A hurried lunch of bread and sausage was had from my haversack whilst we counted in the cartridges alloted us. Very soon members of the general's staff  had turned up to hurry us along and again we were turned out into our column, thankfully with out backpacks this time, and marched down to the main path through the estates. There the entire division was arrayed, including a Russian artillery crew I had spotted earlier but had not been believed about, to be inspected by General Monk and lady Stanhope before standing for a minutes silence to those who died last year in service against Bonaparte and the Americans, whether they be British, Russian, German, Spanish, Portuguese or even French! After that the division retired however our Lieutenant held us back to tout for recruits from the gathered crowd, to my knowledge none were forth coming.
Not much of a break was had in the camp before we were again out for drill. This time arrayed across the top of a ridge just one rank thin with the same French column advancing up towards us but this time supported by artillery. This time it was a sensory test and for over an hour we stood as explosives detonated around us and the French came on through the mists
After many hours of this standing about and drilling our noble commanders decided that we had beaten our foe and we were marched back to camp where we fell out for the evening. Being an especially cold day I made the purchase of a great coat; a grey woolen affair with a cape. I was then introduced to a naval lieutenant, attatched as signal officer to the division, and his wife. But little did any of us know what signals would soon be being sent...

Friday 12 April 2013

5th April 1813

I ride fast through the countryside north of London. I have spent the winter months at Candleford house, my village estate in Stanmere, whilst on the European continent the remnants of the French army licks its wounds and sends the press gangs out into the streets of Paris. Bonaparte has been in America  spreading the poisonous seeds of republicanism whilst our brave lobster backs hold the forts on the Canadian border. But in the Peninsular, though the gates of Madrid had only last year opened for us, and I myself remember hearing of the destruction whilst lying upon the surgeon's bed, a bayonet wound still healing in my side, Marquess Wellington has met with defeat for the first time since landing on the beaches of Portugal. It has been the castle of Burgos that finally defeated him! High losses were taken by us the 42nd, as we lost thirty nine men and four officers including Captain Butterworth, hero of Corunna, and when our company retreated, along with the rest of the British army under Wellington's command, back across the Portuguese border to winter quarters in Guillade, the entire battalion still carrier but only four hundred men effective, the rest having been struck down with Walachern fever.

**TASKS AND EXERCISES**
[a] In the excerpt, what did the writer buy because the day was especially cold?
[b] Say whether each statement agrees with the excerpt, quoting the deciding words: (i) General Monk and lady Stanhope inspected the division. (ii) The Lieutenant's appeal to the crowd brought in several recruits. (iii) The 42nd lost thirty nine men and four officers at Burgos.

**Point localization data**
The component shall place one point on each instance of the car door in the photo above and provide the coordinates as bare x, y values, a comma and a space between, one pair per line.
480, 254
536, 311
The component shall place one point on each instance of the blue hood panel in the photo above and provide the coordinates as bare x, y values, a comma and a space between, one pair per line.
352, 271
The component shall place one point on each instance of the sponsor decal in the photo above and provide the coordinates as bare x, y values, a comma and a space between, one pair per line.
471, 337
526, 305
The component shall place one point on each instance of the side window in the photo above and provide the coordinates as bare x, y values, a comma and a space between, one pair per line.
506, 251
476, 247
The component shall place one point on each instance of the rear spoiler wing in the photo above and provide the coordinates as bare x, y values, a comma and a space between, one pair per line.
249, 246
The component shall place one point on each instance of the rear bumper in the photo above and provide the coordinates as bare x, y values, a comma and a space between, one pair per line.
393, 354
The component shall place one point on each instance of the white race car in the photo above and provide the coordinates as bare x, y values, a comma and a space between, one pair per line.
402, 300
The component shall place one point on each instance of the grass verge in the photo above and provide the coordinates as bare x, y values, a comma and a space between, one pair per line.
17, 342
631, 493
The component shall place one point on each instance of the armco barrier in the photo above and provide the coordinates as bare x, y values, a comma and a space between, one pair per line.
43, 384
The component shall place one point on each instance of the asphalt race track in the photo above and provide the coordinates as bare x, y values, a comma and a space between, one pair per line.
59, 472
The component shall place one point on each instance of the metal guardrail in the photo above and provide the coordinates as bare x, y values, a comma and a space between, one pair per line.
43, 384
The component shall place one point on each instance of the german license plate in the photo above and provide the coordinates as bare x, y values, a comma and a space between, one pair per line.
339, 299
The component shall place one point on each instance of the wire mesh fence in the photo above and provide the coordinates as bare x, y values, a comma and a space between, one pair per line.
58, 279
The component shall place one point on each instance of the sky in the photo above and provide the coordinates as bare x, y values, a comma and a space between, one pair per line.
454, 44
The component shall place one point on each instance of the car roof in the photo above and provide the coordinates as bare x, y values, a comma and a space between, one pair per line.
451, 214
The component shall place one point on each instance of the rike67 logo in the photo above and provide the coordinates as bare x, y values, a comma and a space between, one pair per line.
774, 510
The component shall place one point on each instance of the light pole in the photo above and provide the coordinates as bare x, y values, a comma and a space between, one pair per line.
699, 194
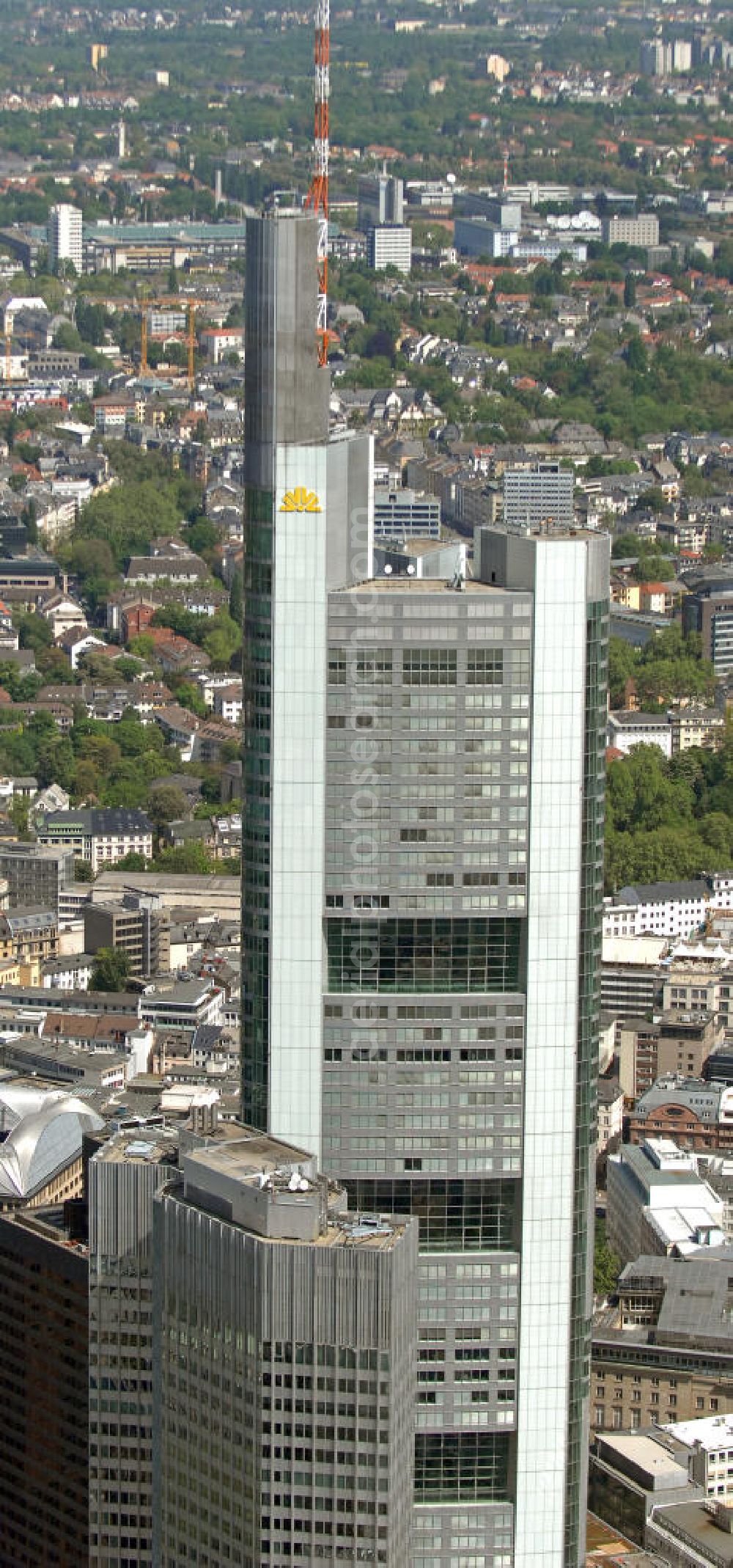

**RESPONSES PER TASK**
[a] A great coat, a grey woolen affair with a cape.

[b]
(i) Yes: "to be inspected by General Monk and lady Stanhope"
(ii) No: "to my knowledge none were forth coming"
(iii) Yes: "we lost thirty nine men and four officers"